- [Work required]
Copy every entry exactly as given, minus the images.

- [Raw data]
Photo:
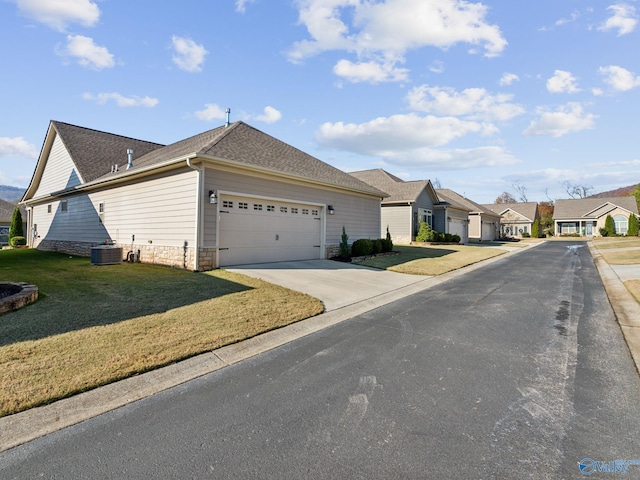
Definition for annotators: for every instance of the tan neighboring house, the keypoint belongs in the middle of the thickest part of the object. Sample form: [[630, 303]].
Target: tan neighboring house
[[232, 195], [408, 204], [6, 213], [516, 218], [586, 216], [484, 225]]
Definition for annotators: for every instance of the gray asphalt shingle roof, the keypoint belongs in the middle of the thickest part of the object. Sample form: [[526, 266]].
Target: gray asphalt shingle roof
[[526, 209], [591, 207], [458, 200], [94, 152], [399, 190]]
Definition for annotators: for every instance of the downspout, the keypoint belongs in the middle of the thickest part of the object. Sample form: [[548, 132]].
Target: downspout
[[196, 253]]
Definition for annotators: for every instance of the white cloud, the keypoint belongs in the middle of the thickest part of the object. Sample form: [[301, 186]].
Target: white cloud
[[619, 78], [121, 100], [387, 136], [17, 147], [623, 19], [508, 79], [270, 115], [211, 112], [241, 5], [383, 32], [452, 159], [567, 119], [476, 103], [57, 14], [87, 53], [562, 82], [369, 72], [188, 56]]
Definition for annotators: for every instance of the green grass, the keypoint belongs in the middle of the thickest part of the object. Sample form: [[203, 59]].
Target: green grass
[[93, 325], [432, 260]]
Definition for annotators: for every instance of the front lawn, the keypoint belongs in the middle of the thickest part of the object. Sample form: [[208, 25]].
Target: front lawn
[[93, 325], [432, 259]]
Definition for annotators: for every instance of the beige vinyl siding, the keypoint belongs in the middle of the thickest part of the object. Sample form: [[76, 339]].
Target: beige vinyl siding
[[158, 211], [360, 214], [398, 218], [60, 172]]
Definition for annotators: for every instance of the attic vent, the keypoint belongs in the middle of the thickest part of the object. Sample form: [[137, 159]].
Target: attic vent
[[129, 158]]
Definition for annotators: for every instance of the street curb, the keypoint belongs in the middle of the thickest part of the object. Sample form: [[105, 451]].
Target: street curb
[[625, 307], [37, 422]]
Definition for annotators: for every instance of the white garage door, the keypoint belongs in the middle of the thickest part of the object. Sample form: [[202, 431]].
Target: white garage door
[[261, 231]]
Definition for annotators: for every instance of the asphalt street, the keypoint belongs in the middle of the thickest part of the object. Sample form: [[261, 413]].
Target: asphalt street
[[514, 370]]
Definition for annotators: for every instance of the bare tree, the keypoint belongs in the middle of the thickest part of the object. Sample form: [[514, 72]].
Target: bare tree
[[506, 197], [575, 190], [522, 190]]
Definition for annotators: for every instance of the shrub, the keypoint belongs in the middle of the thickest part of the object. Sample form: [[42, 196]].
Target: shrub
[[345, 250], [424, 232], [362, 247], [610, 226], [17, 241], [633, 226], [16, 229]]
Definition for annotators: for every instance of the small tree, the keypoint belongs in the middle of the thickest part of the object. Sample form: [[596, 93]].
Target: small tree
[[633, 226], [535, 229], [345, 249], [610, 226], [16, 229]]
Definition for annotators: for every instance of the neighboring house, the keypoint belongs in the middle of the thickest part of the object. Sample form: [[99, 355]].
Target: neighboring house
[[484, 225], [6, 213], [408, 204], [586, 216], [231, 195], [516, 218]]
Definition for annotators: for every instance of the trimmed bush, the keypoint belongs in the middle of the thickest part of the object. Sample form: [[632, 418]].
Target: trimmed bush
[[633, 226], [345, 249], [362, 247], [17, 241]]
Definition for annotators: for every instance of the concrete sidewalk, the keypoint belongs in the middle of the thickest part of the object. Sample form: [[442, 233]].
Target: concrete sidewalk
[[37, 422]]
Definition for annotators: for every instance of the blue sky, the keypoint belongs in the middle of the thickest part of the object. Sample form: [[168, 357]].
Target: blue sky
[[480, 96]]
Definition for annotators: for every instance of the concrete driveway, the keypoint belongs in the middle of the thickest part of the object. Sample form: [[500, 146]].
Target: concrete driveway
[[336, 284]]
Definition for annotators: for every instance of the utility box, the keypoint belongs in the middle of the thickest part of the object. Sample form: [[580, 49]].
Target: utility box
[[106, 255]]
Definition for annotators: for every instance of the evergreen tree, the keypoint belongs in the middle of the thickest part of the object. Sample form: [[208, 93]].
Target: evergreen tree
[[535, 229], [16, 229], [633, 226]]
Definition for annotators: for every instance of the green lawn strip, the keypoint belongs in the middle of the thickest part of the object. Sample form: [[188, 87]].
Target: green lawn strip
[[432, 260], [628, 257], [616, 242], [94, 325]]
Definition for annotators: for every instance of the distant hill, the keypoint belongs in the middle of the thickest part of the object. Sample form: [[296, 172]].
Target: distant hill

- [Finished task]
Photo:
Definition for annotators: for every instance of the tan neighboring house, the keypoint belongs in the middle of the thickest part of the object. Sample form: [[630, 303]].
Target: tan neighboring house
[[232, 195], [408, 204], [6, 213], [516, 218], [586, 216], [484, 225]]
Definition for annotators: for every instance of the gray asphalt shingle roof, the keypoint belongs in the middle of the thickest part of the object. Sample form: [[526, 266]].
Target: gray asphalt shingle roof
[[526, 209], [591, 207], [458, 200], [94, 152], [399, 190]]
Definition for annotators: for every instance of the downspout, the keypoint belongs in the middle of the thickest part of the object. Sample form: [[548, 132]].
Target: downspout
[[196, 253]]
Definition for annotators: for every instance of the white cloud, the keypoint belongs in the middle of the thickest part of the object. Sample form: [[301, 186]].
Target: white cloud
[[619, 78], [121, 100], [387, 136], [17, 147], [623, 19], [508, 79], [270, 115], [211, 112], [241, 5], [383, 32], [452, 159], [567, 119], [476, 103], [57, 14], [87, 53], [562, 82], [369, 72], [188, 56]]
Definition for annotators: for every instance of the green grass, the keypoint belongs in the middle of the thickest part of the object. Sample form: [[203, 59]].
Target: green grass
[[93, 325], [432, 260]]
Definition for annotators: for every instance of the front lawn, the keypoint belongs in the middle of the thickest part of the object. Sample form: [[208, 25]].
Target: front lawn
[[93, 325], [432, 259]]
Definition for annotators: for every instance of the beige vinyl siding, the keypoint belongs in the middle of the thickest part of the object. Sample form: [[76, 339]].
Target: beige vinyl siding
[[158, 211], [360, 214], [398, 218], [60, 172]]
Definition for annotators: for every instance of the attic vent, the keypoint belongs in the middle of the thickest part of the object. Sample form: [[137, 159]].
Target: attic vent
[[129, 158]]
Definition for annotators: for every instance of the street curb, the keypoint belongs in the middle of the thickest part of the object. Sample form: [[105, 451]].
Target: street curb
[[625, 307], [37, 422]]
Definition for annotators: for every instance of the white garage door, the keypoint belongs in the middle of the thickest part of the object. Sample form: [[202, 431]].
Target: white garage door
[[261, 231]]
Definition for annotators: for every instance of the asphalt street, the keypoint belongs in the middle of the thickest part of the object. Sample form: [[261, 413]].
Target: asphalt street
[[514, 370]]
Definition for annotators: for every instance of the bare tree, the keypoint belongs in the middle of the thickest part of the object. Sample form: [[514, 72]].
Target: bare tree
[[506, 197], [575, 190], [522, 190]]
Definition for annotators: for every instance of the shrub, the keypoint belongs in the middle of the thickest part of the object. Sample form: [[42, 196]].
Target: shrub
[[345, 250], [424, 232], [362, 247], [610, 226], [17, 241], [633, 226], [16, 229]]
Definition for annotators: for every instance of the small tree, the keypoint belongs in the middle of the thickest part of the object. Sample form: [[596, 93]].
Target: small tree
[[633, 226], [535, 229], [345, 249], [610, 226], [16, 229]]
Definition for annotators: for every instance of the neighboring house, the keypoint belongs in the middle of the thickest part of the object. Sample form: [[99, 355]].
Target: neighboring house
[[484, 225], [6, 213], [408, 204], [586, 216], [231, 195], [516, 218]]
Definition for annotators: for every instance of the trimmed bush, the keypoint belongs in the middle of the thickest part of the object. Sample form: [[632, 418]].
Target: trimmed bush
[[633, 226], [345, 249], [362, 247], [17, 241]]
Definition for annotators: for every instance of the concrete sidewalk, the keypoint belongs in the middle of the thickest part of the object. Sample form: [[442, 233]].
Target: concrete sidewalk
[[37, 422]]
Definition for annotators: for every instance of the blue sky, the keypoint belongs in the middle of the thickest part of the object. Sample form: [[168, 357]].
Target: blue sky
[[480, 96]]
Definition for annotators: for every instance of the concrete driveway, the keypoint belongs in the middle of the thickest part of the object. Sample form: [[500, 146]].
Target: concrete driveway
[[336, 284]]
Definition for annotators: for every instance of the utility box, the keypoint belongs in the middle of the thickest part of the object. Sample form: [[580, 49]].
Target: utility box
[[106, 255]]
Definition for annotators: for every instance of the evergreen tree, the keypoint belongs in the middle of the thickest part of the object. Sample form: [[208, 93]].
Target: evergreen tree
[[535, 229], [16, 229], [633, 226]]
Definition for annotators: for every instance of the green lawn strip, the keypoint belongs in the middle of the thickest part of the object. Sample form: [[188, 87]].
Target: green lawn strip
[[432, 260], [628, 257], [616, 242], [94, 325]]
Definition for annotators: for every instance of the distant hill, the keypoint belongs in the middle of the thickest part of the object. Sample form: [[296, 172]].
Target: distant hill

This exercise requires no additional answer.